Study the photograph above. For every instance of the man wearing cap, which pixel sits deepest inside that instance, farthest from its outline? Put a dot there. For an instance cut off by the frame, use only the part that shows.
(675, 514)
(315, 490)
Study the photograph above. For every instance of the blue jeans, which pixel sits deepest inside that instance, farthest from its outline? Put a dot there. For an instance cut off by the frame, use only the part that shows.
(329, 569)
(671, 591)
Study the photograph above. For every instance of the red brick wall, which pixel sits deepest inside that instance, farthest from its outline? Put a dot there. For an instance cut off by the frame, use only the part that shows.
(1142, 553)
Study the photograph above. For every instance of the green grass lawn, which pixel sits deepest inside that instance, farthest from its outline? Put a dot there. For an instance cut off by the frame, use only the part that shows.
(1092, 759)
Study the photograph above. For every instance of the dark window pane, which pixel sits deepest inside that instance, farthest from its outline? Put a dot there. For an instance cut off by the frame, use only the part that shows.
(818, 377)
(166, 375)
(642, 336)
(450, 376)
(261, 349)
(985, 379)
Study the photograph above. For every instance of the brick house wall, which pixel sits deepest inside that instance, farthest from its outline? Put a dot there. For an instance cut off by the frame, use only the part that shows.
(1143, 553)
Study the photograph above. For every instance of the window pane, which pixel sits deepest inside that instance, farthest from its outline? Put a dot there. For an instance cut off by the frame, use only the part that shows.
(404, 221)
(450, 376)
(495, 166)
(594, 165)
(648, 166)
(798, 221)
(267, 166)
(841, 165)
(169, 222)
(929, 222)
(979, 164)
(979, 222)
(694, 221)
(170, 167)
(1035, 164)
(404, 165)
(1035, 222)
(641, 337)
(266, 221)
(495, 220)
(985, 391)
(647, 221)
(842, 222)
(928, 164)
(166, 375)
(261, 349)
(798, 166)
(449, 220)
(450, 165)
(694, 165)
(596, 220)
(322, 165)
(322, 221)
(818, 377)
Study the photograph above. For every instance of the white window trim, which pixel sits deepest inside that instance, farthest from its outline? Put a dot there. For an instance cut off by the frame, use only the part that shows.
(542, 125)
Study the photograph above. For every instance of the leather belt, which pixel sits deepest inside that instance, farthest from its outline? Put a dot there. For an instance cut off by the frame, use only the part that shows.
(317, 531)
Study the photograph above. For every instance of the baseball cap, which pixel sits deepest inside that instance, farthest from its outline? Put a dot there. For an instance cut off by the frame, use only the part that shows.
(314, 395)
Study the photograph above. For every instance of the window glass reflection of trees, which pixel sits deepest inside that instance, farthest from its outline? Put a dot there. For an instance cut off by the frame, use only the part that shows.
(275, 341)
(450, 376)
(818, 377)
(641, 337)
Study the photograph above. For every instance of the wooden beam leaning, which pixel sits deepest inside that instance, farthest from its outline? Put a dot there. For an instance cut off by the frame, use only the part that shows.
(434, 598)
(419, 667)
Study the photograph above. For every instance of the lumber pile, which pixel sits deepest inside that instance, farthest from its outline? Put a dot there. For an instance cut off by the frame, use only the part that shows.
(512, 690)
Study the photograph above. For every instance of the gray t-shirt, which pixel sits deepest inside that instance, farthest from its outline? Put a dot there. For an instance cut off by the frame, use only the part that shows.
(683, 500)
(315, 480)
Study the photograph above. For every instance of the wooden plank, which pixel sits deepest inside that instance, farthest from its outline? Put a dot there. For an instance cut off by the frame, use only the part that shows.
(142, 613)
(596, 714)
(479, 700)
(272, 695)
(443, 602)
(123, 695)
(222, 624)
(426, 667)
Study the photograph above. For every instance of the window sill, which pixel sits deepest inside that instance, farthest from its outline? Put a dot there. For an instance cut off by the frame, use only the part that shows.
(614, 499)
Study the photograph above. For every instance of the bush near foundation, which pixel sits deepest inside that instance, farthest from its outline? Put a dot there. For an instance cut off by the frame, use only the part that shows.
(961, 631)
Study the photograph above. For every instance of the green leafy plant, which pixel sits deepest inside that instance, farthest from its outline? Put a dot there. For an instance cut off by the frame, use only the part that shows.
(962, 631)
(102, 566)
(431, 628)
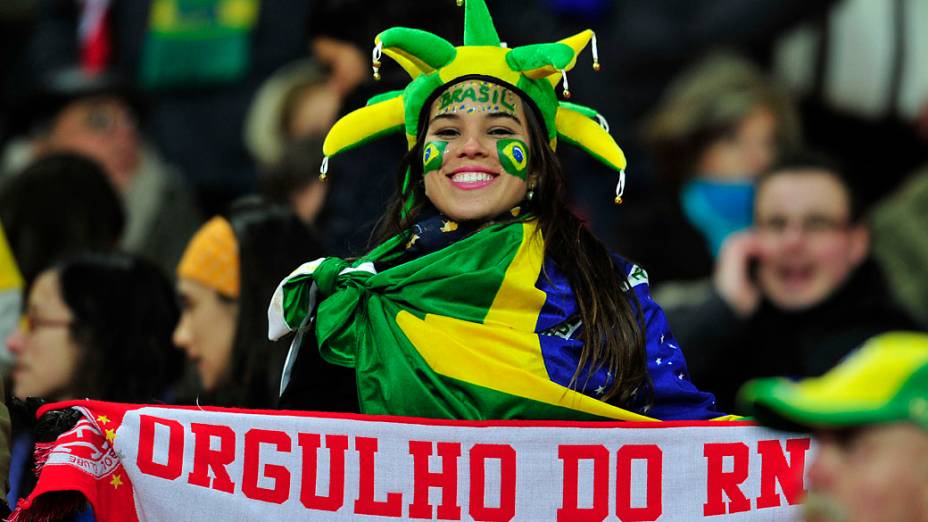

- - -

▶ _Exercise goal_
Give an exact copy of the listing above that leaves out every picture.

▶ _Exercise result_
Study the photograph above. For every instance of the man wearing cap, which pixel sits deepest inside that instance, farthest from its outline? Put a dot there. For an instance cut off by the frame, use only the part that shows.
(675, 514)
(315, 490)
Study the photograph above. For every instance of the blue jeans, which pixel sits deepest inside that instance, farthest from its outline? Put a dot there. For an instance cut off by the frame, use only the part that shows.
(329, 569)
(671, 591)
Study the photograph above. For every instance of the red brick wall, which pixel sits deepest inside that instance, farthest from its outline? Put a dot there. For an instance cut off by the frame, use only the part that shows.
(1142, 553)
Study the photograph above. For every instance of the green grass lawn, which pixel sits deepest inside that instance, farthest from its outline? Put a dot there. For an instance cut off by the frame, use only the part that shows.
(1092, 759)
Study the photograph above. For every instance of the dark window pane, which pixel sits deepest inside that instance, farthest from its outline? Put a dot there. For an instance cut off by the frame, use only the part that shows.
(818, 377)
(166, 375)
(642, 336)
(450, 376)
(261, 349)
(985, 379)
Study the photograph above. For every instance of the brick house wall, which pixel sits deepest inside that instance, farthest from its outline? Put a dot there. For an instance cut off by the frame, use only the part that shows.
(1143, 553)
Study the photograph above. For every instance of the window pane, which pixel sits deepest inside that instance, farthest from its outline? Put a dot there. For an instance cut off by the frame, use only the part that shows.
(404, 221)
(450, 376)
(495, 166)
(594, 165)
(648, 166)
(798, 221)
(267, 166)
(841, 165)
(169, 222)
(929, 222)
(979, 164)
(979, 222)
(694, 221)
(170, 167)
(1035, 164)
(404, 165)
(1035, 222)
(641, 337)
(266, 221)
(495, 220)
(985, 391)
(647, 221)
(842, 222)
(928, 164)
(166, 375)
(261, 349)
(798, 166)
(449, 220)
(450, 165)
(694, 165)
(596, 220)
(322, 165)
(322, 221)
(818, 377)
Study the photograph above. For every instance of the white window trim, which pixel sits deepest inside that instance, farthest from its outline? Put a dot there. For an instance cut off by the frame, use only the part that shows.
(542, 125)
Study the photograph above. For every instance of the leather belt, which pixel sits deepest inside that instance, farthest from its outline? Put a dot there. For an instance cut off by the frame, use only the part that shows.
(317, 531)
Study the photograph above. For every instance of the baseball cap, which pixel sits deepest inside that instance, farthest from its outline? Put a dot there. For an instance cut off by the frame, use only the part that shows.
(314, 395)
Study the photograph above. For every instance of the window glass reflection of trees, which pixel sits deepest inside that instance, farthest from its outline? Put a dot there. For an instance cut off by the frame, use only the part that shows.
(275, 341)
(450, 376)
(818, 377)
(641, 337)
Study the photograph above. For every instance of the wooden beam leaning, which pixel sits deepest inside that instance, farthest from its outline? Put a dot there. For an instance cut off by the frame, use only the part that shows.
(434, 598)
(419, 667)
Study the photograph above. For every instance of the lumber pile, which pixel sits deepest inside that instance, farthest from its outline? Put a dot there. For an instance cut off by the frame, use only the part that shows.
(512, 690)
Study the photograph above. For every instance of the gray t-shirt, which pixel sits deepest inside that instance, farthest from its outline? Put a dot there. For an instance cut off by the frame, use only the part that shows.
(683, 500)
(315, 480)
Study the photograph above. For every instance of the wooden plank, which pixel sits deepest inside that instance, farthest from its outline? Put a dot there. For an instance cut off by the frame, use only the part that shows.
(142, 613)
(596, 714)
(479, 700)
(272, 695)
(443, 602)
(123, 695)
(222, 624)
(426, 667)
Study the photograph above. For every instance of the window sill, which pixel sits deepest inside that instance, farthest from its outline? Put a dot there. For an instance cut off by the frame, use only the part that shows.
(614, 499)
Study the photograph above. For every instance of the bush near foundation, which pixel sits deepest inside that instance, farthest from its outline? Put a dot there. For an instance cut off by the frame, use only the part that shows.
(961, 631)
Study the photograph above. For every instance of the green leafy plant, which pixel sits deepest inside that instance, farthest from its outline? Put a dot there. For an instance cut off by the frame, use only the part that shows.
(962, 631)
(102, 566)
(431, 628)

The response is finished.